Text Start Marker

After a publicized trial, a jury declares Savaard guilty of first-degree murder, and he is sentenced to hang. Following the announcement of the verdict, the presiding Judge Bowman allows Savaard two minutes to speak, which Savaard uses to condemn those responsible for his conviction. On death row, Savaard is visited by Lang, and signs a release form that will allow Lang to take possession of his body after he is executed. Shortly thereafter, Savaard is hanged.

Some time later, Savaard is revived by Lang. Though he sustained a broken neck from the hanging, Lang was able to surgically repair it, an effort that Lang notes would have been unfeasible had Savaard been alive. Over the month following Savaard's execution, six of the jurors from his trial are found hanged in apparent suicides, a commonality noticed by reporter 'Scoop' Foley. Foley visits Savaard's house on a night when the surviving jurors—along with District Attorney Drake, Police Lieutenant Shane, and police surgeon Dr. Stoddard—have been asked to gather there, having been sent messages attributed to Judge Bowman. When Bowman arrives, he reveals that he received a telegram supposedly signed by Savaard's daughter Janet asking him to meet her there.

As the guests attempt to deduce who summoned them to the location, Savaard enters the room. Inviting them to stay for dinner, he explains to his guests, who are stunned to see him alive, that he could kill all of them and be protected by the alibi of his being legally dead. Judge Bowman tries to leave the house but is fatally electrocuted when he attempts to open a grille separating the guests from the house's front doors. Savaard disappears, and the remaining guests realize that they are trapped in the house.

Over an intercom, Savaard announces that each of them will be killed at fifteen-minute intervals. Kearney, the head juror, is killed when he answers a phone that thrusts a poison-tipped needle into his ear, piercing his brain. Savaard states that Ms. Crawford is next to die. Janet arrives at the house, and the trapped guests explain to her that her father is alive. Janet finds Savaard upstairs in his laboratory, and implores him to abandon his desire for revenge. Savaard reveals that he killed Lang after Lang threatened to expose his plan to kill those responsible for convicting him. Janet heads downstairs and, in spite of her father's pleas, purposefully touches the electrified grille, forcing Savaard to surrender.

Using Savaard's artificial heart apparatus, Dr. Stoddard revives Janet. Savaard, to the dismay of Dr. Stoddard, destroys his invention with a gun, and dies.

Text End Marker
Records supplied Start Marker

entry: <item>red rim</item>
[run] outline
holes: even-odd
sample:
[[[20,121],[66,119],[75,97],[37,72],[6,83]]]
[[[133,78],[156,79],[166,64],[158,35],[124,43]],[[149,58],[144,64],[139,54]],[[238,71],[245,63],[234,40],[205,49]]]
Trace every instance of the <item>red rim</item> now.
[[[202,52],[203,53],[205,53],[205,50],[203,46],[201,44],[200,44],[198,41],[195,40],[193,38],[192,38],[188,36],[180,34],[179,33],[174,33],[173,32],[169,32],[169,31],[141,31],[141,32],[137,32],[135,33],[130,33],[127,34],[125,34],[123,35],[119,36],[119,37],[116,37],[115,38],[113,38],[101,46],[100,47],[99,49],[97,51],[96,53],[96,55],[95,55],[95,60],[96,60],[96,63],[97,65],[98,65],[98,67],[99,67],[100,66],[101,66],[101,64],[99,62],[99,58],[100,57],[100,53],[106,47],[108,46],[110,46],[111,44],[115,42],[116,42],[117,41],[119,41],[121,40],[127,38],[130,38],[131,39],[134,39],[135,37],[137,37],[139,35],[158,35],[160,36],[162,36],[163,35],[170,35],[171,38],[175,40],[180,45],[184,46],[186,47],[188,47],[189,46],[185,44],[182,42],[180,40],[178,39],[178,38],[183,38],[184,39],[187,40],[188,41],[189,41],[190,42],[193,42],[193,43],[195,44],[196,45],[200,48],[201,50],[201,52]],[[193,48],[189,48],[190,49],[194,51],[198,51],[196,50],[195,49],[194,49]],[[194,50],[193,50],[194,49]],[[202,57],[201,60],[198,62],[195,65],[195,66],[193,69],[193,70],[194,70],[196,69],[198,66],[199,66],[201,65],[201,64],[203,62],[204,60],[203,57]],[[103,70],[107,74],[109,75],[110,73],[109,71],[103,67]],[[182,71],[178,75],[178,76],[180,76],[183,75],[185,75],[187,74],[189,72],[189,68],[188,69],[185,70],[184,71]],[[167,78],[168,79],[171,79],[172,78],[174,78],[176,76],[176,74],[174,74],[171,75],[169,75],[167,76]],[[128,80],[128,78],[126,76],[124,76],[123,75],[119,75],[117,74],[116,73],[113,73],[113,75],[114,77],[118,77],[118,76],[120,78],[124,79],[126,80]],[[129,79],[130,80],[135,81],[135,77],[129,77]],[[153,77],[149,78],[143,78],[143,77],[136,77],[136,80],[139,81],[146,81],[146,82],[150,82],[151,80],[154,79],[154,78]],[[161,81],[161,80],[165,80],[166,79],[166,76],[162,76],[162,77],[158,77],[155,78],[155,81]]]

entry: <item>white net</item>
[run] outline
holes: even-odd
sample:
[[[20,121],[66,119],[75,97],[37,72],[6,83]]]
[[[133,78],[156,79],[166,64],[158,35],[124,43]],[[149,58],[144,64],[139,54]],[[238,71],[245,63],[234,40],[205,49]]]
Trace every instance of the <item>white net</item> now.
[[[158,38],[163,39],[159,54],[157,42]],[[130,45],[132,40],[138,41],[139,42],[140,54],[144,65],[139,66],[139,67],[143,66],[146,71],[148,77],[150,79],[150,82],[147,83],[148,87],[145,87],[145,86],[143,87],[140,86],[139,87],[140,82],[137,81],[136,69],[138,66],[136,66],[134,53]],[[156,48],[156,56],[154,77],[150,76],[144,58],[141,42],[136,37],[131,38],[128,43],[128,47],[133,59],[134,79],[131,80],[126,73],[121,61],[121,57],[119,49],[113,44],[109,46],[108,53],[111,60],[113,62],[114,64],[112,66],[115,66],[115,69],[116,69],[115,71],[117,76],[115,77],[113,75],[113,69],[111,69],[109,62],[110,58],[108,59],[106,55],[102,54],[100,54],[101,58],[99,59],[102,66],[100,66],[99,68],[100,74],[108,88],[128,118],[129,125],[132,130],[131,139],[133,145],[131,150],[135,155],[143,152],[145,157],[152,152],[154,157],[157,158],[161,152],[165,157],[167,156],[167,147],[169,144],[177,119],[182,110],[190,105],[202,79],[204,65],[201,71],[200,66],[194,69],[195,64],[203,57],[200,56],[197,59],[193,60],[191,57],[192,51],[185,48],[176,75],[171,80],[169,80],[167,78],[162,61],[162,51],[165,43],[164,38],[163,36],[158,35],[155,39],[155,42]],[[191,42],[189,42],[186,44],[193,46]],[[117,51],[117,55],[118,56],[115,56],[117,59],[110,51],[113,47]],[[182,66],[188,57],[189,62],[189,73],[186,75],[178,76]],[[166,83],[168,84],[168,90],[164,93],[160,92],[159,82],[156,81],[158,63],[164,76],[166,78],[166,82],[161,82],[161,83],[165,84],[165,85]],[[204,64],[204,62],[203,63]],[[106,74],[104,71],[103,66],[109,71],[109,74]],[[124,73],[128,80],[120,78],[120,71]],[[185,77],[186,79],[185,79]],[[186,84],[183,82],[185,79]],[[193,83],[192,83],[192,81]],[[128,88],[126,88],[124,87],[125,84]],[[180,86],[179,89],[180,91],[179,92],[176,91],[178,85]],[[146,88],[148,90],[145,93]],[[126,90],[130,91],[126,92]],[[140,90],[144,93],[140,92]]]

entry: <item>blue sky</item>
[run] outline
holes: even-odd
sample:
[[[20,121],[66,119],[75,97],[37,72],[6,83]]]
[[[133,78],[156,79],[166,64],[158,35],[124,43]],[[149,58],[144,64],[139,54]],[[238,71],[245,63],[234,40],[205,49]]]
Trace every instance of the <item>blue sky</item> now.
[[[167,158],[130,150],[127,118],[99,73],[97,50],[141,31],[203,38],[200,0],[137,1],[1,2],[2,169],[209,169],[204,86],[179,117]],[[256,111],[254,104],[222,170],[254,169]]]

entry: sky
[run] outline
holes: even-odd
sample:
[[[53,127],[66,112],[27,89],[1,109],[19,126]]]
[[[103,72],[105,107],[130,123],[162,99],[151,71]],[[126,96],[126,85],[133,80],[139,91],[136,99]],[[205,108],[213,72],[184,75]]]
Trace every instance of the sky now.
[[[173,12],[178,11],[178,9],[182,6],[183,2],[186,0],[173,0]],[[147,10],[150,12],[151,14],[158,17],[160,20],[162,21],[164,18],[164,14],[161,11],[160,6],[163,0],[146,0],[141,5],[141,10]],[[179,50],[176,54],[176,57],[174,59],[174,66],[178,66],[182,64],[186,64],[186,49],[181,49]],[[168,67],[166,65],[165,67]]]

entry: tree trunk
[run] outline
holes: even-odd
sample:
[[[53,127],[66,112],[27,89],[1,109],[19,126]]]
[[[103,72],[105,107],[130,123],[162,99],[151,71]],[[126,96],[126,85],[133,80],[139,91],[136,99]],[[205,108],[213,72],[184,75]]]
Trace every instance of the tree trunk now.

Records supplied End Marker

Work request >> In the plot summary, who revives Janet, and with what device? The records come from a separate source.

Solution below >> Dr. Stoddard revives her using Savaard's artificial heart apparatus.